RECORDS FOR THE EXERCISE START
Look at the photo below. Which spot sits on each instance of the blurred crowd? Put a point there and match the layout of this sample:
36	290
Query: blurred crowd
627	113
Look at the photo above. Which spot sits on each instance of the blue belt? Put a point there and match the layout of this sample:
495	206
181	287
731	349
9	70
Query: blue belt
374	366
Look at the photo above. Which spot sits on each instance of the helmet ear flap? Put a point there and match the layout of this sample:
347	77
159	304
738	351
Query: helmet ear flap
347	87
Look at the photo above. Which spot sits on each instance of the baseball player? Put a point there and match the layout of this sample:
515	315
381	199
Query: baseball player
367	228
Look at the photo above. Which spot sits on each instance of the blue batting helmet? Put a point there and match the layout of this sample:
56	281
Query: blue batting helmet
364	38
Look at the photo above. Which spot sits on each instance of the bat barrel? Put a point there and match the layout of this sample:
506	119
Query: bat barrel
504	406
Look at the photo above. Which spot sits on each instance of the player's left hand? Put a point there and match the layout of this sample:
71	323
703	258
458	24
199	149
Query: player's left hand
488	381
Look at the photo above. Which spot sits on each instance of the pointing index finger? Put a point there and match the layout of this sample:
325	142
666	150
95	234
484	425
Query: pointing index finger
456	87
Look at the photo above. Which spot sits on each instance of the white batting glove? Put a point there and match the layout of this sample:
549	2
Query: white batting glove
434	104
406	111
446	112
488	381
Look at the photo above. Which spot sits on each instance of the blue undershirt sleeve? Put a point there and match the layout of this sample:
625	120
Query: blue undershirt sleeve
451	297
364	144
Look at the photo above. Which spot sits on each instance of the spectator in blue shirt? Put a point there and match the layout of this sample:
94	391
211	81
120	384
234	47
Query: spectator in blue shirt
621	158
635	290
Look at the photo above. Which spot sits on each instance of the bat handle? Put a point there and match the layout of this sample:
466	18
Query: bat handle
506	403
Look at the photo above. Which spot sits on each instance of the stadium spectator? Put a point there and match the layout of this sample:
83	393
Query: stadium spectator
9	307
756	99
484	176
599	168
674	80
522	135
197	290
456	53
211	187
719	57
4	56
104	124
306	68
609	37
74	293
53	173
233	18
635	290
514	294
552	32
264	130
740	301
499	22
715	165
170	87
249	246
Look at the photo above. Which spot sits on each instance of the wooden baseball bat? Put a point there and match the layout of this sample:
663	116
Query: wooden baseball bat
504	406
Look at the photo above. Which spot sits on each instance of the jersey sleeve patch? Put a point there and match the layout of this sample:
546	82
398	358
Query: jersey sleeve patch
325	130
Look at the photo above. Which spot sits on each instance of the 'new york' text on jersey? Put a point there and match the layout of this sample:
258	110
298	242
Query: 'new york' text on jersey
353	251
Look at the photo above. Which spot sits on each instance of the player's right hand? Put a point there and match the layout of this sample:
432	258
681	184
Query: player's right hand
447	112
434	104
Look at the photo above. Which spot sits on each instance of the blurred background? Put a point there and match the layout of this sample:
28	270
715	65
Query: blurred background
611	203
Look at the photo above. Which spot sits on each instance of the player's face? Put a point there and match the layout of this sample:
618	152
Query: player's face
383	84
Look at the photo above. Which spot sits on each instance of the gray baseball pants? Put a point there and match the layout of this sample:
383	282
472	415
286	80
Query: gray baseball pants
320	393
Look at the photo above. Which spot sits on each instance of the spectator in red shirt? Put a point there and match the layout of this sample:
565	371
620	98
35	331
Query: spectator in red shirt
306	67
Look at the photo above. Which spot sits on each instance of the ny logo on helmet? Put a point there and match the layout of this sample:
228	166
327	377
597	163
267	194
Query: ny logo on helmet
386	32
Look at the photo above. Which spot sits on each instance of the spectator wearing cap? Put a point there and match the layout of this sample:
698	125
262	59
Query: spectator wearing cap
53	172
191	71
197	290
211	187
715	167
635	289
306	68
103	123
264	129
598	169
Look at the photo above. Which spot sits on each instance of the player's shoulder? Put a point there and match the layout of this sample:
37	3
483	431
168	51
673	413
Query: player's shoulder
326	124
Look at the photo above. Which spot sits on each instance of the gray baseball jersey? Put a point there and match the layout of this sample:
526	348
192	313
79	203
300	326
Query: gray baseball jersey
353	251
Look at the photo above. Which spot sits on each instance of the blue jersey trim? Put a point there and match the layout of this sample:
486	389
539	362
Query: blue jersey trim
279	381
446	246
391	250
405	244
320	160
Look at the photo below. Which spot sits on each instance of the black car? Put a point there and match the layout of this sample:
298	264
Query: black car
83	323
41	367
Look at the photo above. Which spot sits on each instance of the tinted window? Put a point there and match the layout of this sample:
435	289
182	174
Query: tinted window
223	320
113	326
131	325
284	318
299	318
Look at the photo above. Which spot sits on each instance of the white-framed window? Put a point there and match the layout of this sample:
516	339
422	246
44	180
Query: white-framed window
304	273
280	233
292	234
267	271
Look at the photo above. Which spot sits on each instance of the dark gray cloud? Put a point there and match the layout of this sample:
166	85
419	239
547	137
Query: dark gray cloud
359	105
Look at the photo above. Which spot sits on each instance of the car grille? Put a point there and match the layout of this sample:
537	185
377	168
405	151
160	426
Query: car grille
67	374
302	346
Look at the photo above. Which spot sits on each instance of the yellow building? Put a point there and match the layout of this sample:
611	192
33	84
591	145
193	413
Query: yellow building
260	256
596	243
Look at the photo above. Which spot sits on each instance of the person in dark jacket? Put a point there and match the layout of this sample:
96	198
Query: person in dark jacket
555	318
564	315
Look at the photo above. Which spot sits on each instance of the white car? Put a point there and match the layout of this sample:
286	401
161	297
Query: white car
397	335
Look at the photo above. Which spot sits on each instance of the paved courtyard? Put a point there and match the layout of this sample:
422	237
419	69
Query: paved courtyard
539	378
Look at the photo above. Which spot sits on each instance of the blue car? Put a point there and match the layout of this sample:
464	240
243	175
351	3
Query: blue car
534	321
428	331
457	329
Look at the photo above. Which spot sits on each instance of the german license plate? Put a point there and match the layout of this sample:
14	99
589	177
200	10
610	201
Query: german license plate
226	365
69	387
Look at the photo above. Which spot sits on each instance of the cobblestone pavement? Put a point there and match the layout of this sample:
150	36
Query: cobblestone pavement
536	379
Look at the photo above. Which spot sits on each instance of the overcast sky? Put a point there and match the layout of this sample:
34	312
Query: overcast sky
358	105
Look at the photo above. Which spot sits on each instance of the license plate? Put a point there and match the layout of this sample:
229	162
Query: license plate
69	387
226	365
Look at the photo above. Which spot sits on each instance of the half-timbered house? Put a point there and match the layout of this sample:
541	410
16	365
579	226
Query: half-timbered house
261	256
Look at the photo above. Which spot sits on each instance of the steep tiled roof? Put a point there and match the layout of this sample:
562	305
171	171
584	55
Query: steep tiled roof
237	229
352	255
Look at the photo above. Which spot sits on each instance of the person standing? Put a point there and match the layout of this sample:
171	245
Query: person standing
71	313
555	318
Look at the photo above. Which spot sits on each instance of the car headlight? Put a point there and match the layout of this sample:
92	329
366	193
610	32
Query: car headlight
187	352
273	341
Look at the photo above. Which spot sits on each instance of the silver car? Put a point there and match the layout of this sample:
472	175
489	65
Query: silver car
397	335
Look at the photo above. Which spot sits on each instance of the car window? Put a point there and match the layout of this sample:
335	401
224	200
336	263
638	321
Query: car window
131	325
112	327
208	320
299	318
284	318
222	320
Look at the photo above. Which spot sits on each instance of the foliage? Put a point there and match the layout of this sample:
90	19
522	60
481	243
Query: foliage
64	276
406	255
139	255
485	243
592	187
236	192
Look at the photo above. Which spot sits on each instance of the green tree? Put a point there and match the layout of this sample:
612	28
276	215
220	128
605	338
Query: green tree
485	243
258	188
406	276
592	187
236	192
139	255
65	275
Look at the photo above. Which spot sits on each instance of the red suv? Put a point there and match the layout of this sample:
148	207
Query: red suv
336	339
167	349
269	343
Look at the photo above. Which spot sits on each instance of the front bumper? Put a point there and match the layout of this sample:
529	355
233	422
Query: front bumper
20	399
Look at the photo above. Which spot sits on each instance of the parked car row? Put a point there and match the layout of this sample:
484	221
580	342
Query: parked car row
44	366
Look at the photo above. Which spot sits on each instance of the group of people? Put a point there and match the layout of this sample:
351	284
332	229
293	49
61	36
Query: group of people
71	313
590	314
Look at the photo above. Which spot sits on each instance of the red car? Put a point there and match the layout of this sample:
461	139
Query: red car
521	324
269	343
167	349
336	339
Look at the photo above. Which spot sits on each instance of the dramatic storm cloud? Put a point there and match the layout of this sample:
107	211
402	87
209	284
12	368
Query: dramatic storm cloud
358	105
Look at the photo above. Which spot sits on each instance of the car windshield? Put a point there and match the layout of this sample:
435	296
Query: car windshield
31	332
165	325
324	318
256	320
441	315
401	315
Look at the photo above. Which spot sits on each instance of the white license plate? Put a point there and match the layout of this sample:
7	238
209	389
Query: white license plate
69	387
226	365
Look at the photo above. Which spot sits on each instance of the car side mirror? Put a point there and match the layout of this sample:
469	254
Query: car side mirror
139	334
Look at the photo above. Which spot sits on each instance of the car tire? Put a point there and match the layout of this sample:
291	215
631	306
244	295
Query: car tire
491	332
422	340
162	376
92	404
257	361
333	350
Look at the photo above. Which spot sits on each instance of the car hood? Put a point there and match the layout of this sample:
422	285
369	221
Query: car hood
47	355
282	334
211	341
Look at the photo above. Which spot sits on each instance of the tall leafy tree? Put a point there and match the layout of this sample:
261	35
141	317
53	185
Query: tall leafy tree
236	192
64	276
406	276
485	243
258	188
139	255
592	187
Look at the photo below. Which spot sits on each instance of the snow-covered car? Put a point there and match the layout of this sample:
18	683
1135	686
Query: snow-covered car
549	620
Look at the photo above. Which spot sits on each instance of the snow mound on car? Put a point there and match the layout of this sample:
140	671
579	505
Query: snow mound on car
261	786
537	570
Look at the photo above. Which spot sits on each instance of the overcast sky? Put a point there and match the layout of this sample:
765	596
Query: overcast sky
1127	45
RECORDS FOR THE EXERCISE END
- PROBLEM STATEMENT:
In the records above, some lines hold the word "below". Say how many, and nothing more.

- SOLUTION FOR THIS EXERCISE:
3